§ **Task item**: Reproduce every entry exactly as shown.

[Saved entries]
*** Begin section ***

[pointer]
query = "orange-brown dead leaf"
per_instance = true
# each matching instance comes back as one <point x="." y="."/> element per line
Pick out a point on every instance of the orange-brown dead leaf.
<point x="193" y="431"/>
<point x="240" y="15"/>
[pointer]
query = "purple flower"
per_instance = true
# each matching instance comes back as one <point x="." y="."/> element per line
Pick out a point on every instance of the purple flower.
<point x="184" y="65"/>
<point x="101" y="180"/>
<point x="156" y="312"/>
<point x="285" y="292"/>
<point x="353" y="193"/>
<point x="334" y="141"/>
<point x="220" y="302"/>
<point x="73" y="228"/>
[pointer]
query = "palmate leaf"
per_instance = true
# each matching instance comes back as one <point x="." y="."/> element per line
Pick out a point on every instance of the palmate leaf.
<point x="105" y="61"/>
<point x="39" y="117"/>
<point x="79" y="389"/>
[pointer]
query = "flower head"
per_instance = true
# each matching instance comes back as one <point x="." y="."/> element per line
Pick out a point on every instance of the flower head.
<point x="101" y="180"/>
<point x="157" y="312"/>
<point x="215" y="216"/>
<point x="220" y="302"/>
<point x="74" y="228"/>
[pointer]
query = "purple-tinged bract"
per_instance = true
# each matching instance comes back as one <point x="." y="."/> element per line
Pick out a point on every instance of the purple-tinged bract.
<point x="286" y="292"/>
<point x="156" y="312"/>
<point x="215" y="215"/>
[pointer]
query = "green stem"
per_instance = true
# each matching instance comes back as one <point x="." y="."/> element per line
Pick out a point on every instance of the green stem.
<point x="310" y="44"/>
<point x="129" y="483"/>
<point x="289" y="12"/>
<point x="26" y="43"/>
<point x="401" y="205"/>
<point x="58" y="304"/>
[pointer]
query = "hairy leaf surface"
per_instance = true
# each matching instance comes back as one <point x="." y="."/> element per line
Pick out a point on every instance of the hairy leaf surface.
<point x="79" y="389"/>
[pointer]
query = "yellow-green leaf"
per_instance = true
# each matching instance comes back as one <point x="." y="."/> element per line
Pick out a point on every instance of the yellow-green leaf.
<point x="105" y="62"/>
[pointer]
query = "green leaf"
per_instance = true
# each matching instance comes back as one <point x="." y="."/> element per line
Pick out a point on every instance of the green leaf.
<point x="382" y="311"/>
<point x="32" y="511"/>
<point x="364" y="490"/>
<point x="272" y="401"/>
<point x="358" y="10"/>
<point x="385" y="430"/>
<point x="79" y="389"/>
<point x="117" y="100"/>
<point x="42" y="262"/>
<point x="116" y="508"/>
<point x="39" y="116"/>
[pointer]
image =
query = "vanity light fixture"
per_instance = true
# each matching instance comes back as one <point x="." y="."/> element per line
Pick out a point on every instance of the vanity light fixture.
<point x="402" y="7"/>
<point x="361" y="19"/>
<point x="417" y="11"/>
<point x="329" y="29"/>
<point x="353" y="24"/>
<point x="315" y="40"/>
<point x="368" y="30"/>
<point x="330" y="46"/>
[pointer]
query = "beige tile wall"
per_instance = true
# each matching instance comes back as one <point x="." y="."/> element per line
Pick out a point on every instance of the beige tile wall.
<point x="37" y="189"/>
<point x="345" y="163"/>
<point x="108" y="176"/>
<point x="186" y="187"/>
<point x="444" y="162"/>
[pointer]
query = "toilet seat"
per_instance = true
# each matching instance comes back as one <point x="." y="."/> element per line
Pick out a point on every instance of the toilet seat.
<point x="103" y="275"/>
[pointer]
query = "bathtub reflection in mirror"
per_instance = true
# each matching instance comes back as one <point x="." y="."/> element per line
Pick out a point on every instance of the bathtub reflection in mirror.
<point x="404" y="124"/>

*** End section ***

§ **Result of this exercise**:
[pointer]
query = "orange-brown dead leaf"
per_instance = true
# each matching instance comes back as one <point x="." y="."/> element per line
Pick out a point on every instance of the orange-brown dead leaf.
<point x="193" y="431"/>
<point x="240" y="15"/>
[pointer]
query = "purple flower"
per_instance = true
# each matching instance comes back as one <point x="." y="."/> element per line
Pick out a point on every instance of the purple flower.
<point x="184" y="65"/>
<point x="101" y="180"/>
<point x="156" y="312"/>
<point x="285" y="292"/>
<point x="353" y="193"/>
<point x="334" y="141"/>
<point x="220" y="302"/>
<point x="73" y="228"/>
[pointer]
query = "palmate leaf"
per_instance = true
# each matching instance comes back as one <point x="." y="."/> element per line
Pick out a point on every instance of the palmate leaf.
<point x="105" y="61"/>
<point x="39" y="117"/>
<point x="79" y="389"/>
[pointer]
query = "flower head"
per_instance = true
# each matching instance comes back as one <point x="." y="."/> element per line
Pick out a point on every instance of the flower head.
<point x="101" y="180"/>
<point x="157" y="312"/>
<point x="215" y="216"/>
<point x="220" y="302"/>
<point x="74" y="228"/>
[pointer]
query = "purple-tinged bract"
per_instance = true
# each matching instance comes back as one <point x="." y="."/> element per line
Pick out a point on every instance of the purple-tinged bract.
<point x="286" y="292"/>
<point x="156" y="312"/>
<point x="215" y="215"/>
[pointer]
query = "green stem"
per_instance = true
# each matching instance comes back as one <point x="." y="."/> element per line
Pick out a point on every instance of the green stem.
<point x="310" y="44"/>
<point x="129" y="483"/>
<point x="289" y="12"/>
<point x="26" y="43"/>
<point x="401" y="205"/>
<point x="58" y="304"/>
[pointer]
query = "hairy leaf surface"
per_instance = true
# each matching instance comes back as one <point x="." y="."/> element per line
Pick out a point on every instance of the hairy leaf surface.
<point x="79" y="389"/>
[pointer]
query = "yellow-green leaf"
per_instance = true
# each matching instance comes back as one <point x="." y="."/> element per line
Pick out a point on every instance of the yellow-green leaf.
<point x="105" y="62"/>
[pointer]
query = "green leaf"
per_instance = true
# each matching instance comes back as one <point x="." y="."/> element per line
Pick out a point on every instance of the green leaf.
<point x="382" y="311"/>
<point x="32" y="511"/>
<point x="364" y="490"/>
<point x="272" y="401"/>
<point x="358" y="10"/>
<point x="385" y="430"/>
<point x="79" y="389"/>
<point x="117" y="100"/>
<point x="42" y="262"/>
<point x="116" y="508"/>
<point x="39" y="116"/>
[pointer]
image =
query = "vanity light fixture"
per_instance = true
# each matching instance comes back as one <point x="." y="."/> element per line
Pick out a point on every instance of the vanity light fixture.
<point x="402" y="7"/>
<point x="361" y="19"/>
<point x="417" y="11"/>
<point x="329" y="29"/>
<point x="353" y="24"/>
<point x="315" y="40"/>
<point x="368" y="30"/>
<point x="330" y="46"/>
[pointer]
query = "beige tile wall"
per_instance = true
# each matching instance comes back as one <point x="." y="."/> element per line
Pick out a point on every instance of the beige tile wall.
<point x="37" y="189"/>
<point x="345" y="163"/>
<point x="108" y="176"/>
<point x="186" y="187"/>
<point x="444" y="162"/>
[pointer]
query = "toilet seat"
per_instance = true
# each matching instance comes back as one <point x="." y="."/> element per line
Pick out a point on every instance of the toilet seat.
<point x="103" y="275"/>
[pointer]
query = "bathtub reflection in mirror"
per_instance = true
# each matching instance comes back as one <point x="." y="."/> element per line
Pick out a point on every instance of the bathtub reflection in mirror.
<point x="404" y="124"/>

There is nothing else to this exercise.